### Work instructions
Reproduce the following lines word for word, with nothing altered. Leave the picture out of your copy.
········
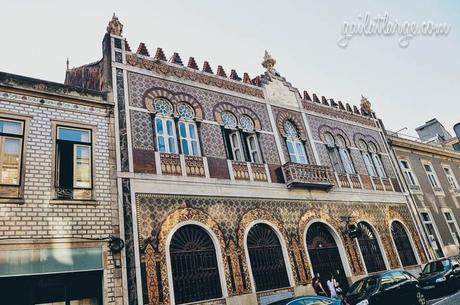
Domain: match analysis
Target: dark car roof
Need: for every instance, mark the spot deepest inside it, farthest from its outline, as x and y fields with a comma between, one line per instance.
x=285, y=301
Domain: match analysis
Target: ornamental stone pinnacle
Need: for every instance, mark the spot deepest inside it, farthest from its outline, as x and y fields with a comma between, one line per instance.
x=269, y=63
x=115, y=27
x=365, y=104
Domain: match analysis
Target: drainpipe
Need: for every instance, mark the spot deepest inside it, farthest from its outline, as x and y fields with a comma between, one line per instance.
x=416, y=218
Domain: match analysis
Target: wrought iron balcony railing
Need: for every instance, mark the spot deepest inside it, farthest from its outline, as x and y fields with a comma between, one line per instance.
x=308, y=176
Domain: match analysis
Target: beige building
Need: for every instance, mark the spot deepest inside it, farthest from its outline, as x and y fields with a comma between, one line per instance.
x=58, y=195
x=237, y=190
x=432, y=172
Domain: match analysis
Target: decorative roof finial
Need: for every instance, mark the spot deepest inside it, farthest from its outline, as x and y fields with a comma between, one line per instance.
x=115, y=27
x=365, y=104
x=269, y=63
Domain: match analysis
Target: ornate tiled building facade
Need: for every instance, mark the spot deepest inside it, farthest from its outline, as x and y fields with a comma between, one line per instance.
x=226, y=179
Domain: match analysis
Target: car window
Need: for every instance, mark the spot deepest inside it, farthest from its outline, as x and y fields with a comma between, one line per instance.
x=386, y=280
x=311, y=301
x=398, y=277
x=409, y=276
x=437, y=266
········
### Correct answer
Domain: match analysis
Target: dark car roof
Need: for every instance, mark the spot deepest inside it, farthest from its outline, as x and y fields with a comma between, one line per instance.
x=285, y=301
Domain: match analysis
Target: ornamental stone pinnacle
Need: for every instance, mark the spot deepest inside it, farthest from its outline, as x and y fields with a comma between, one line per instance.
x=269, y=63
x=115, y=27
x=365, y=104
Domain: match analysis
Target: drainpipe
Need: for every instance, mark the spot deepest inside it, farthest from its outline, as x and y fields with a comma between, one line per instance.
x=416, y=218
Domain: match analysis
Target: wrought iron balcony railing
Need: for every instance, mark the spot deepest inside it, farthest from its outline, as x and y fields with a comma between, one line per instance.
x=308, y=176
Domain: match analysis
Target: beige building
Need: for every instance, mark the spot deepest inside it, farthest from its outline, as x and y fields with a comma between, one line per instance.
x=58, y=195
x=237, y=190
x=432, y=172
Domain: match analysis
Target: decorative roof finial
Need: for every instance, mark the spot deepest inside it, farthest from its outline, as x and y fields with a comma between, one line per instance.
x=115, y=27
x=365, y=104
x=269, y=63
Domain: match analysis
Target: ornate tiled building facade
Need: for every instance, mark the spot deepest inside it, farthest from its outline, as x and y fields with a comma between, one line per instance.
x=226, y=179
Domain: match analysis
Target: car window
Need: for every instance, mark the spot deepest inside it, farthest from its outline, as x and y fields with a comma between, one line per instance.
x=386, y=280
x=311, y=301
x=398, y=277
x=409, y=276
x=437, y=266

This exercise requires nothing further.